- Task instructions:
a) According to the Gomoa District text, on what date was the district split into two new districts?
b) Extend the Gomoa District text onward from its final sentence.

- Text:

..............................

- Districts of Central Region
- Gomoa District Location of Gomoa District within Central
- Coordinates: 5°16′44.5″N 0°44′23.0″W﻿ / ﻿5.279028°N 0.739722°W
- Country: Ghana
- Region: Central
- Capital: Apam

Area
- • Total: 891 km^{2} (344 sq mi)
- Time zone: UTC+0 (GMT)
- ISO 3166 code: GH-CP-GO

= Gomoa District =

Gomoa District is a former district that was located in Central Region, Ghana. Originally created as an ordinary district assembly in 1988, it was split off into two new districts: Gomoa West District (capital: Apam) and Gomoa East District (capital: Gomoa Afransi) on 29 February 2008. The district assembly is located in the southeast part of Central Region and has Apam as its capital town.

== History ==
Gomoa District has been mainly inhabited by the Akan-subgroup Fantes, who are mainly farmers and fishermen.

..............................

- Provided data:
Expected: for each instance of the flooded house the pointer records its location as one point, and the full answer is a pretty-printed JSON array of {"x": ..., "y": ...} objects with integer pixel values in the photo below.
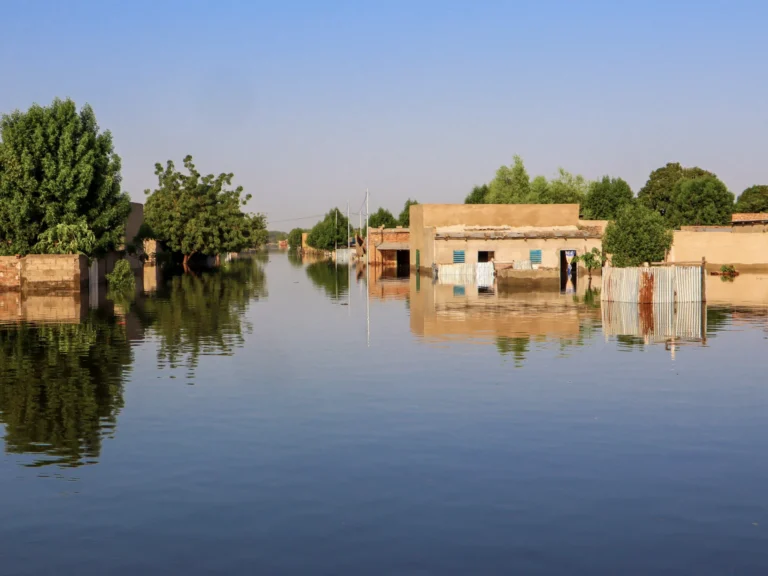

..............................

- Answers by item number:
a) 29 February 2008

b)
Apam is the capital of Gomoa District. The native name for this region is “Apaa.” Most of the people living in Apam were engaged in the fishing industry, supplying fish to surrounding landlocked villages. The town also has a vibrant salt industry in Apam, where salt is harvetsed from the lagoon. There is a secondary school and a hospital that serves the people of Apam and the surrounding areas.

One of the main attractions in Apam is a fort built by the Portuguese, called Fort Patience.

The people of Apam celebrate the "Akwambo" festival, which is celebrated to mark the time when their ancestors made their way to Apam. Akwambo literally means "the making of a way".